Text provided:
On the other hand, route-planners (mostly employed in vehicle navigation systems) are fairly static and do not take into account road-blocks, congestions, i.e. the actual traffic situation. Here, the traffic management system merely employs on-board-computers, which inform the driver about the shortest route to the corresponding destination.

Mobile radio communication systems such as GSM (Global System of Mobile Communication), GPRS (General Packet Routing System) and UMTS (Universal Mobile Telephone System) are also partially used in traffic management systems. A GPS (Global Positioning System) system is used to determine the location and speed of a vehicle and a central control office is informed when a certain amount of vehicles is lower than usual. A SMS message (Short Message System) can be broadcasted to all mobile stations in a corresponding region to advise them to select another route. The other routes are manually selected and there is as such no actual traffic flow control by using particular control methodologies.

As may be appreciated from the above description, there are various traffic management systems, which perform some kind of monitoring and limited control of the vehicle traffic, however, the systems are set up in such a specific manner that even their integration or combination is difficult, i.e. each system is developed independently and has thus a very rigid construction geared to a specific purpose such that an extension or modification is not easily possible. Thus, if there arise traffic situations in the future with which the static conventional traffic management systems cannot cope, then it is required to develop a completely new system. The reason for this is that the conventional traffic management systems where only designed very specifically for a single specific test purpose, i.e. monitoring or a speed indication, such that a further extension and modification was never contemplated for these test systems.

SUMMARY OF THE INVENTION

As explained above, conventional traffic management systems are geared so specifically to a certain control purpose or monitoring purpose such that the system cannot easily be extended, modified or adapted to more complicated traffic situations or more complicated control if the traffic situation changes, in particular if the traffic situation changes on a global bases. That is, in the conventional systems the whole traffic management system operates on a single layer in which the collecting of information about traffic flow, the control as well as the communication of various types of traffic messages are exchanged. Thus, every time a new function is to be added, this will mean a complete redesign of the system, which is extremely tedious, user-unfriendly and cost-intensive.

Therefore, the object of the present invention is the provision of

a traffic management system which can easily be modified, extended and adapted to new traffic situations and traffic control scenarios.

This object is solved by a traffic management system comprising a layer structure including at least a traffic signalling layer including a plurality of traffic signalling units for monitoring and/or controlling the vehicle traffic and a traffic signalling layer information exchange interface adapted to output traffic signalling information about the vehicle traffic on the physical layer; to receive traffic control information for controlling the vehicle traffic; and to output traffic guidance information to the vehicles on the physical layer; and a traffic control layer including a packet switched control network, in which the packet traffic is controlled with a predetermined packet control method to correspond to or simulate the vehicle traffic on the physical layer, including a traffic control layer information exchange interface adapted to receive traffic signalling information about the vehicle traffic on the physical layer; to output traffic control information for controlling the vehicle traffic; to output packet signalling information about the packet traffic; and to receive packet control information for controlling the packet traffic in the packet switched control network.

Written task 1: Summarize the traffic management excerpt in two sentences.

Input records:
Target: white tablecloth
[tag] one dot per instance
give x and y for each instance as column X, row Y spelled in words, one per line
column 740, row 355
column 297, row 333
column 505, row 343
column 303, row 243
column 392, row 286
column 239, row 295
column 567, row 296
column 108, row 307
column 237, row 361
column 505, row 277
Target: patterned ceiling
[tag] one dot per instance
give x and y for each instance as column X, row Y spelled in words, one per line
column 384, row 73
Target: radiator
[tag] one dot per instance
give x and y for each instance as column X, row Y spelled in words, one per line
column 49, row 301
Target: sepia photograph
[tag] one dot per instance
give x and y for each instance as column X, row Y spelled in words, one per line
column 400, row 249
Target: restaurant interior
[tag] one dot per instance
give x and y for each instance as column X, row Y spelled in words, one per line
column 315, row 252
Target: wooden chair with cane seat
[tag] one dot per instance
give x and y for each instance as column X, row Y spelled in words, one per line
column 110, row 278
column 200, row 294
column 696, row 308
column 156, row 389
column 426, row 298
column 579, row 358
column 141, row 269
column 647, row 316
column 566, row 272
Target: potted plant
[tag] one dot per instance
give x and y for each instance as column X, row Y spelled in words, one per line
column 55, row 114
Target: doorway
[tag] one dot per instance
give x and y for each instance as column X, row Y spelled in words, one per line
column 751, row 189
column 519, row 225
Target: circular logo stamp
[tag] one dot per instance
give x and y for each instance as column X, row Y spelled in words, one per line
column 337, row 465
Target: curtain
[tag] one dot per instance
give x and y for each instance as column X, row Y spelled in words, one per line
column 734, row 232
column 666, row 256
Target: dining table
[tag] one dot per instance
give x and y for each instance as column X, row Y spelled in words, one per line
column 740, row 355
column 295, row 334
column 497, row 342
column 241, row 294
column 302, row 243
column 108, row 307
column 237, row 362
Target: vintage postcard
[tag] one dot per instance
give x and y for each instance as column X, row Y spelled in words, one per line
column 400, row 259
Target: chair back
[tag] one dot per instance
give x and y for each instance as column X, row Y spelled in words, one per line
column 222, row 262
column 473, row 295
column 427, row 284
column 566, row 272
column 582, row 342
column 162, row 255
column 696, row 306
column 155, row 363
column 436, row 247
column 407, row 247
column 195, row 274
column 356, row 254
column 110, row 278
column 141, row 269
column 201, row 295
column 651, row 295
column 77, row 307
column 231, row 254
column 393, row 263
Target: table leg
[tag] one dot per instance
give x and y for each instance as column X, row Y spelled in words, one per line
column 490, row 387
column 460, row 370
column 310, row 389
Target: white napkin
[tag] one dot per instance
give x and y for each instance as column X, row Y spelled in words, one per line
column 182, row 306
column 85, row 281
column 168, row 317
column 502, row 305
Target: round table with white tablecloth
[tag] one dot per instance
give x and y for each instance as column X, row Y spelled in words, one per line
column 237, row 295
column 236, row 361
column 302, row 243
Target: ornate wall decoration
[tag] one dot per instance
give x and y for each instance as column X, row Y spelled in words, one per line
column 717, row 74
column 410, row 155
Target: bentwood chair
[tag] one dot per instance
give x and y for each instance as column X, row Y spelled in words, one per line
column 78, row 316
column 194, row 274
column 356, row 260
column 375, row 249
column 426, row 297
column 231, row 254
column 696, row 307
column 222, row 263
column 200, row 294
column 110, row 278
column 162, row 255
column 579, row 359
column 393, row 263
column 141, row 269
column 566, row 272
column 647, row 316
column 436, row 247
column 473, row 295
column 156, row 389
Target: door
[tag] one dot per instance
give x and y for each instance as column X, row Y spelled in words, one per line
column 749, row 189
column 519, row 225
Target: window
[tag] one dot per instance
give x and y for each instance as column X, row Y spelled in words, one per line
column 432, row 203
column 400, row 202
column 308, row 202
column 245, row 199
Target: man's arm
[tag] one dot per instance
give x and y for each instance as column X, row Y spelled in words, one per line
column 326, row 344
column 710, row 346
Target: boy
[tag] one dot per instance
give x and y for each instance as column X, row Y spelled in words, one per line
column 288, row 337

Written task 2: Turn the records into a numbered list, starting with their first line and going on through the line with "column 239, row 295", and leave out blank lines.

Result 1: Conventional traffic management systems, including route-planners and systems that use mobile radio communication and GPS, are built so specifically for a single purpose that they are difficult to combine, extend, or modify, and adding a new function means a complete redesign. The invention addresses this with a traffic management system whose layer structure includes a traffic signalling layer, with signalling units and an information exchange interface, and a traffic control layer, with a packet switched control network whose packet traffic corresponds to or simulates the vehicle traffic.

Result 2:
1. Target: white tablecloth
2. [tag] one dot per instance
3. give x and y for each instance as column X, row Y spelled in words, one per line
4. column 740, row 355
5. column 297, row 333
6. column 505, row 343
7. column 303, row 243
8. column 392, row 286
9. column 239, row 295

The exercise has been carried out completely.